=== TASK BRIEF ===
Count every line of the data that includes "glass". State only the number.

=== RECORDS SHOWN ===
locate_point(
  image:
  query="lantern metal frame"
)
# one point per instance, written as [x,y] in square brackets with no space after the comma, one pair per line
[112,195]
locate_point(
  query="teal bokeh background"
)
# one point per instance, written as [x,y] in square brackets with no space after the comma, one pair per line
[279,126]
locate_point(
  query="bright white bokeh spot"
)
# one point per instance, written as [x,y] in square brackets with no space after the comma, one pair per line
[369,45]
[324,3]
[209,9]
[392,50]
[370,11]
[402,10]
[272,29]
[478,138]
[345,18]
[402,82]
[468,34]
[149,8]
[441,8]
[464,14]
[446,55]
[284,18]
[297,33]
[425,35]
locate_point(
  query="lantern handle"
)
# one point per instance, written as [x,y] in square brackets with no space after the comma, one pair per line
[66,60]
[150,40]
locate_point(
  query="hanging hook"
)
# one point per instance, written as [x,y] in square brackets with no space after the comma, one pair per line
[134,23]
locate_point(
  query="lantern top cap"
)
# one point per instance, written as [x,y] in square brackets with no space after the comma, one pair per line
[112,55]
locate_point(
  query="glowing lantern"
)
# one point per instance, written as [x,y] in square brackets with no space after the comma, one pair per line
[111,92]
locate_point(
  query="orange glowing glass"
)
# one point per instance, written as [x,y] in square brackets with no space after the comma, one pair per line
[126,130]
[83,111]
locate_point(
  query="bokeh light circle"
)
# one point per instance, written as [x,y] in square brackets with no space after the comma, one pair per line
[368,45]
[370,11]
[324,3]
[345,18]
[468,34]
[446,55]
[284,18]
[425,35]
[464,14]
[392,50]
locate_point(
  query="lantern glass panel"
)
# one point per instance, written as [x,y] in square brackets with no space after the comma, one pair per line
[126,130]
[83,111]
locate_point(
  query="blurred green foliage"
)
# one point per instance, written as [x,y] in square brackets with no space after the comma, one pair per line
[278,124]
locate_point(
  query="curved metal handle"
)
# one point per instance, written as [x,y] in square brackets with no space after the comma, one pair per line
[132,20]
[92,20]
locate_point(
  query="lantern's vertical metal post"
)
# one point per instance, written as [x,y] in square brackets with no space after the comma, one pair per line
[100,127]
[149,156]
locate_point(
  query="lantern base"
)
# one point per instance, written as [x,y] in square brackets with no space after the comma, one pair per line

=== EXPECTED ANSWER ===
2